TASK DETAILS: Could each entry below be written out exactly, with every picture dropped?

DATA SHOWN:

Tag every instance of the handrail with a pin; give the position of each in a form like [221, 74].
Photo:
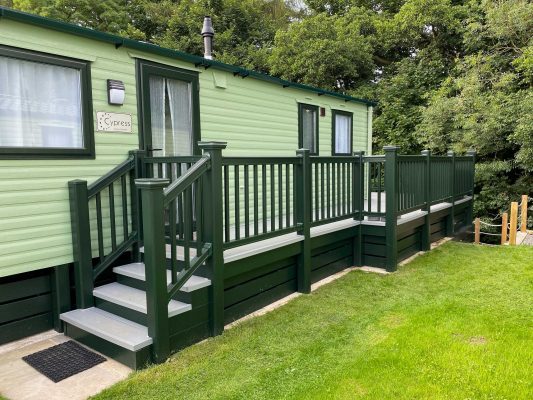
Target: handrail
[187, 179]
[81, 195]
[259, 160]
[104, 181]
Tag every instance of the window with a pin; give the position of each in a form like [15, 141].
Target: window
[308, 128]
[45, 106]
[342, 132]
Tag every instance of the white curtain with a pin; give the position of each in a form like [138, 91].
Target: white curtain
[40, 105]
[171, 114]
[179, 95]
[309, 129]
[342, 134]
[157, 113]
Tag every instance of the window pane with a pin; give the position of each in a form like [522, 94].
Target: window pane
[40, 105]
[171, 115]
[342, 134]
[309, 129]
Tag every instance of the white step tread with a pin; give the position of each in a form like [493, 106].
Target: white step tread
[137, 271]
[114, 329]
[134, 299]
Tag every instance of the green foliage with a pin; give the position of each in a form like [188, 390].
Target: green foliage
[325, 51]
[446, 73]
[455, 323]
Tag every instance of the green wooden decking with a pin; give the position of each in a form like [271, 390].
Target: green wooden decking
[257, 228]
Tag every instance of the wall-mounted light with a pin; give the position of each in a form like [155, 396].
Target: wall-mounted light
[115, 92]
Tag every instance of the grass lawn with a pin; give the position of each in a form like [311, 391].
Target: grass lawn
[456, 323]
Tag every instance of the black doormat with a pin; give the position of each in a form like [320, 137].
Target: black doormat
[64, 360]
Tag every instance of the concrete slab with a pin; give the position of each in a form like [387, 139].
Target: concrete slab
[19, 381]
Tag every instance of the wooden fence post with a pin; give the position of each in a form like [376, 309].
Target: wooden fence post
[523, 214]
[155, 265]
[426, 228]
[505, 221]
[391, 201]
[359, 199]
[213, 231]
[477, 230]
[135, 196]
[303, 219]
[514, 223]
[470, 210]
[450, 220]
[81, 243]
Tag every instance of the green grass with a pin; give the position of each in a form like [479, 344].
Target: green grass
[456, 323]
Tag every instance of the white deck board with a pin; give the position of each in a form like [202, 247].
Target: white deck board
[115, 329]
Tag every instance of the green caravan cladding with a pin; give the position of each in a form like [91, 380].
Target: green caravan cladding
[257, 115]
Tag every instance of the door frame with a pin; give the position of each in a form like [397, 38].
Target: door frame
[144, 69]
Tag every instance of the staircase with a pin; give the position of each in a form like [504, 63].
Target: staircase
[117, 325]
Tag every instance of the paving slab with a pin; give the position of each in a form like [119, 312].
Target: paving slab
[19, 381]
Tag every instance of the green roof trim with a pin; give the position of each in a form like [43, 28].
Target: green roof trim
[119, 41]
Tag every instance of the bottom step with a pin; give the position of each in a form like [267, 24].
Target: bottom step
[116, 337]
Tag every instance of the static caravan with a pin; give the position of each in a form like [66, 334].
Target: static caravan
[149, 196]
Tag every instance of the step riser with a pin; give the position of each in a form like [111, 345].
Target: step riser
[197, 297]
[133, 359]
[199, 313]
[121, 311]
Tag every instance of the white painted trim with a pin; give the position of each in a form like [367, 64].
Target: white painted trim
[95, 322]
[252, 249]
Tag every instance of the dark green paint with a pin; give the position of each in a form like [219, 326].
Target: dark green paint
[86, 107]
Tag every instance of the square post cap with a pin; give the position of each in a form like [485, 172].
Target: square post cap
[151, 183]
[213, 145]
[391, 148]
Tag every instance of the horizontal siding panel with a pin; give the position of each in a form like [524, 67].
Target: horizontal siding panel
[34, 205]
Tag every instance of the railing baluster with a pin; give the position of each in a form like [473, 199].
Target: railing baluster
[328, 197]
[237, 203]
[272, 198]
[287, 195]
[263, 197]
[198, 212]
[112, 217]
[256, 201]
[169, 171]
[227, 224]
[344, 183]
[188, 227]
[280, 196]
[314, 171]
[124, 194]
[173, 245]
[246, 202]
[322, 194]
[99, 227]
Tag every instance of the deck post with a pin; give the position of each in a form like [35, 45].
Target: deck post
[213, 232]
[426, 228]
[359, 199]
[470, 210]
[155, 265]
[450, 220]
[135, 195]
[81, 243]
[505, 221]
[523, 213]
[391, 195]
[303, 219]
[513, 227]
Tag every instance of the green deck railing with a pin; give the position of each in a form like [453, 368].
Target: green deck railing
[187, 210]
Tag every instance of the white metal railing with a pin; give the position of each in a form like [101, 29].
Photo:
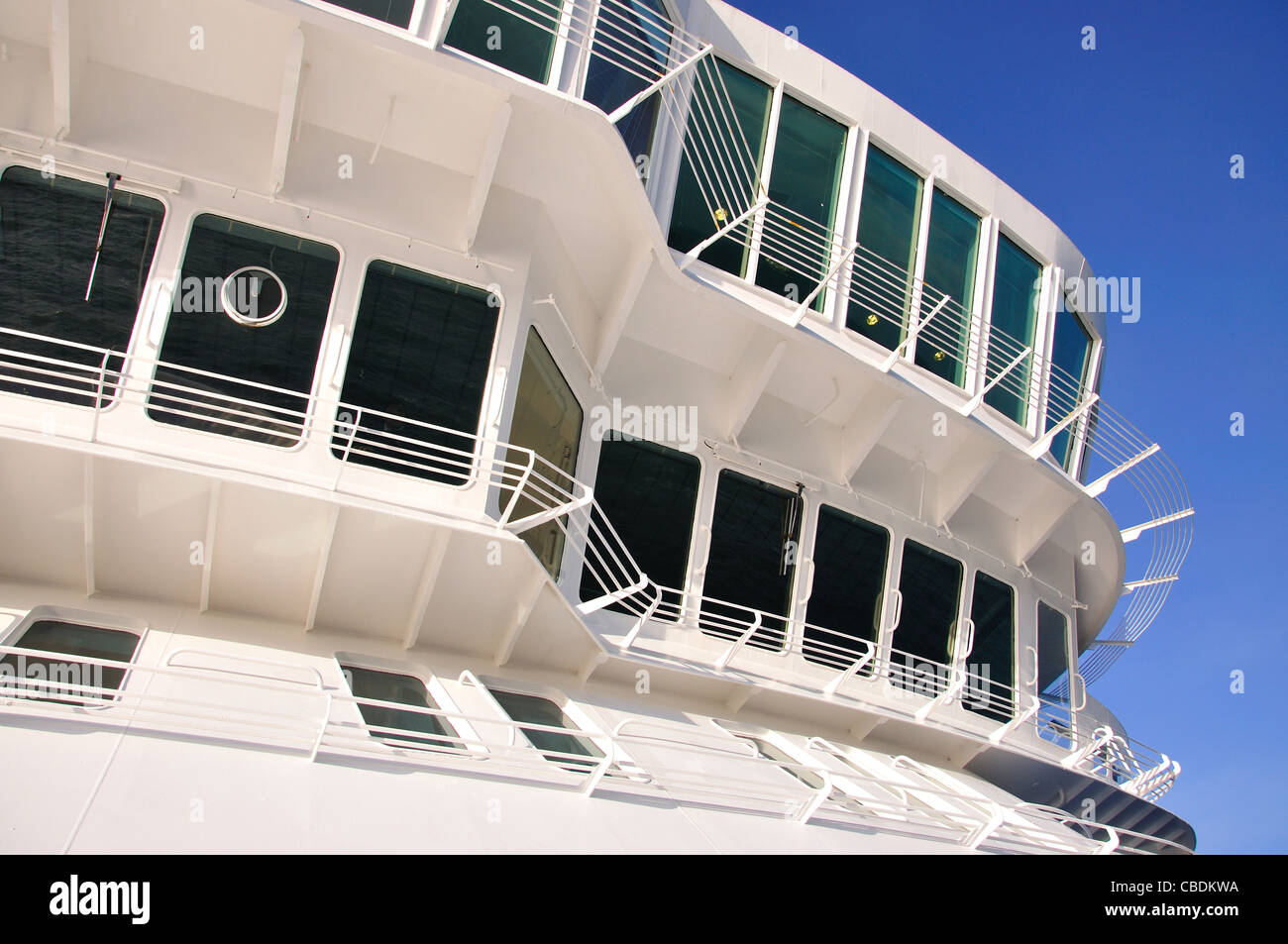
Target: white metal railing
[230, 704]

SOLUTION FOR THIS EXERCISE:
Tag every instance of the handrail with a pin; give the position of each in a form like [221, 74].
Photo:
Target: handrail
[187, 179]
[81, 195]
[259, 160]
[104, 181]
Tag every instance of the window with a pin; give the position of each in a form like [15, 141].
Target: window
[308, 128]
[45, 106]
[342, 132]
Tag every instance of the white curtain with a pin; give the position of each in a form like [138, 91].
Target: white curtain
[40, 105]
[171, 114]
[179, 95]
[309, 129]
[342, 134]
[157, 113]
Tag every instance of the window pane with a pin; give the position of each in a form like [522, 94].
Target: window pane
[40, 105]
[171, 115]
[342, 134]
[309, 129]
Tag every instance of the white step tread with a pin; give the position of each in a form like [493, 106].
Target: white step tread
[137, 271]
[114, 329]
[134, 299]
Tag every instance of the green foliage with a pin; give the position of each in a form like [188, 390].
Target: green foliage
[325, 51]
[446, 73]
[455, 323]
Tag every instance of the green wooden decking with a pin; give the position of each in a form like [271, 390].
Target: green wooden decking
[257, 228]
Tag every instance of the wall-mounted light with a pin; give the position of each in a form like [155, 396].
Target: wall-mounted light
[115, 92]
Tag every instance of the grass lawn with a pin; give the position of each in a form like [311, 391].
Target: grass lawn
[456, 323]
Tag every instance of the black doormat with a pin; give the position of each in a form like [320, 137].
Target: black doormat
[64, 360]
Tag every instance of the concrete slab with a pin; give the position of each in a form like [387, 139].
Target: concrete slab
[19, 381]
Tag every instance of the wooden fence post with a pin; give the position of each in a form like [376, 309].
Target: wooden fence post
[523, 214]
[155, 265]
[426, 228]
[505, 221]
[391, 201]
[359, 199]
[213, 231]
[477, 230]
[135, 196]
[303, 219]
[514, 223]
[470, 210]
[450, 220]
[81, 243]
Tag every instance of the green grass with a pin; give the position of each in a form like [479, 344].
Target: green grass
[456, 323]
Tag every instance of the white deck board with a pin; give the position of each in a form like [202, 247].
Target: white deck board
[115, 329]
Tag every instance of the green caravan cladding with a pin; give the position of each in a form like [91, 380].
Target: green caravan cladding
[257, 115]
Tag every instance of the door frame with a pin; give the position of each in a form like [397, 38].
Target: door frame
[144, 69]
Tag every instance of the staircase with a pin; give the position of each in a form like [504, 63].
Target: staircase
[117, 325]
Tag every instance of the paving slab with a pin; give the position of each in a form like [119, 312].
Target: paving slab
[19, 381]
Tag every instance of the green roof trim with a pin; give the position of each in a form like [43, 28].
Target: green roof trim
[119, 41]
Tag every instance of the bottom step with a pin; give the position of each in a form like [267, 24].
Target: bottom step
[116, 337]
Tag every instance of the static caravan with a pin; give the position of each in a form like [66, 334].
Target: static caravan
[149, 196]
Tag every instance of the step riser with a pin; give the position of each in a form like [111, 345].
Target: step riser
[197, 297]
[133, 359]
[199, 313]
[121, 311]
Tag every instance of the white painted trim with a pin; give the position of each in a form like [367, 64].
Target: white painted trim
[95, 322]
[252, 249]
Tag every instance of the dark green paint with a pin; give the position of each in a form like [219, 326].
Target: dark green paint
[86, 107]
Tag every instance of the square post cap with a pin; give the position of each in a form like [485, 172].
Target: square post cap
[151, 183]
[213, 145]
[391, 148]
Tag every instance of the horizontal siding panel with a pin; give the position of each in a form like [524, 67].
Target: horizontal siding panel
[34, 205]
Tag every instance of the railing baluster with a pin; give the position of each in a form like [473, 199].
Target: railing baluster
[328, 197]
[237, 203]
[272, 198]
[287, 195]
[263, 197]
[198, 212]
[112, 217]
[256, 201]
[169, 171]
[227, 224]
[344, 183]
[188, 227]
[280, 196]
[314, 171]
[124, 194]
[173, 245]
[246, 202]
[322, 194]
[99, 227]
Tag every instance of the deck post with a pin; give the position of each in a form like [35, 45].
Target: deck post
[213, 232]
[426, 228]
[359, 199]
[470, 210]
[155, 265]
[450, 220]
[135, 195]
[81, 243]
[505, 221]
[523, 213]
[391, 195]
[303, 219]
[513, 227]
Tag every instance of the green deck railing with a pin; give the position of each in a form like [453, 368].
Target: green deck railing
[187, 210]
Tag every instance of the white metal railing with a pin; give the position of each in a form like [101, 29].
Photo:
Target: white metal railing
[230, 704]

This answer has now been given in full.